Some notes on PChange – estimating when trajectories cross over time

J.C. Barnes and company published a paper in JQC not too long ago and came up with a metric, PChange, to establish the number of times trajectories cross in a sample. This is more of interest to life course folks, although it is not totally far fetched to see it applied to trajectories of crime at places. Part of my interest in it was simply that it is an interesting statistical question — when two trajectories with errors cross. A seemingly simple question that has a few twists and turns. Here are my subsequent notes on that metric.

The Domain Matters

First, here is an example of the trajectories not crossing:

This points to an important assumption about those lines not crossing though that was never mentioned in the Barnes paper — the domain matters. For instance, if we draw those rays further back in time what happens?

They cross! This points to an important piece of information when evaluating PChange — the temporal domain in which you examine the data matters. So if you have a sample of juvenile delinquency measures from 14-18 you would find less change than a similar sample from 12-20.

This isn’t really a critique of PChange — it is totally reasonable to only want to examine changes within a specific domain. Who cares if delinquency trajectories cross when people are babies! But it should be an important piece of information researchers use in the future if they use PChange — longer samples will show more change. It also won’t be fair to compare PChange for samples of different lengths.

A Functional Approach to PChange

For above you may ask — how would you tell if a trajectory crosses outside of the domain of the data? The answer to that question is you estimate an underlying function of the trajectory — some type of model where the outcome is a function of age (or time). With that function you can estimate the trajectory going back in time or forward in time (or in between sampled measurements). You may not want to rely on data outside of the domain (its standard error will be much higher than data within the time domain, forecasting is always fraught with peril!), but the domain of your sample is ultimately arbitrary. So what about the question will the trajectories ever cross? Or would the trajectories have crossed if I had data for ages 12-20 instead of just 16-18? Or would they have crossed if I checked the juveniles at age 16 1/2 instead of only at 16?

So actually instead of the original way the Barnes paper formulated PChange, here is how I thought about calculating PChange. First you estimate the underlying trajectory for each individual in your sample, then you take the difference of those trajectories.

y_i = f(t)
y_j = g(t)
y_delta = f(t) - g(t) = d(t)

Where y_i is the outcome y for observation i, and y_j is the outcome y for observation j. t is a measure of time, and thus the anonymous functions f and g represent growth models for observations i and j over time. y_delta is then the difference between these two functions, which I represent as the new function d(t). So for example the functions for each individual might be quadratic in time:

y_i = b0i + b1i(t) + b2i(t^2)
y_j = b0j + b1j(t) + b2j(t^2)

Records:
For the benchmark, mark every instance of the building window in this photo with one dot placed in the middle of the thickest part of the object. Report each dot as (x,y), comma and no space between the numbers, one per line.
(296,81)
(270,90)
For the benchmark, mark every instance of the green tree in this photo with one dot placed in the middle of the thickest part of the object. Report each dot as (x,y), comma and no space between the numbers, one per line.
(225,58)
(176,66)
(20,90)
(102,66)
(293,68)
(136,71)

--

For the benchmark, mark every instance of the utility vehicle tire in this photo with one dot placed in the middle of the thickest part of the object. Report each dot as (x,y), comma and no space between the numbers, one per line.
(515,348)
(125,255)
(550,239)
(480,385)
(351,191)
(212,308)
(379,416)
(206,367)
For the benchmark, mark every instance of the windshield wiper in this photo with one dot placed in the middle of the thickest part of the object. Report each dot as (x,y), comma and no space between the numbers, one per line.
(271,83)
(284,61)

> Problems to solve:
1. According to the notes on PChange, what will longer samples show?
2. Resume the notes on PChange, picking up right after the last line shown.
The records stand apart from the PChange notes and are separate material.

> Exercise responses:
1. Longer samples will show more change.

2.
Subsequently the difference function will also be quadratic, and can be simply represented as:

y_delta = (b0i - b0j) + (b1i - b1j)*t + (b2i - b2j)*t^2

Then for the trajectories to cross (or at least touch), y_delta just then has to equal zero at some point along the function. If this were math, and the trajectories had no errors, you would just set d(t) = 0 and solve for the roots of the equation. (Most people estimating models like these use functions that do have roots, like polynomials or splines). If you cared about setting the domain, you would then just check if the roots are within the domain of interest — if they are, the trajectories cross, if they are not, then they do not cross. For data on humans with age, obviously roots for negative human years will not be of interest. But that is a simple way to solve the domain problem – if you have an underlying estimate of the trajectory, just see how often the trajectories cross within equivalent temporal domains in different samples.

I’d note that the idea of having some estimate of the underlying trajectory is still relevant even within the domain of the data — not just extrapolating to time periods outside. Consider two simple curves below, where the points represent the time points where each individual was measured.

So while the two functions cross, when only considering the sampled locations, like is done in Barnes et al.’s PChange, you would say these trajectories do not cross, when in actuality they do. It is just the sampled locations are not at the critical point in the example for these two trajectories.

This points to another piece of contextual information important to interpreting PChange — the number of sample points matter. If you have samples every 6 months, you will likely find more changes than if you just had samples every year.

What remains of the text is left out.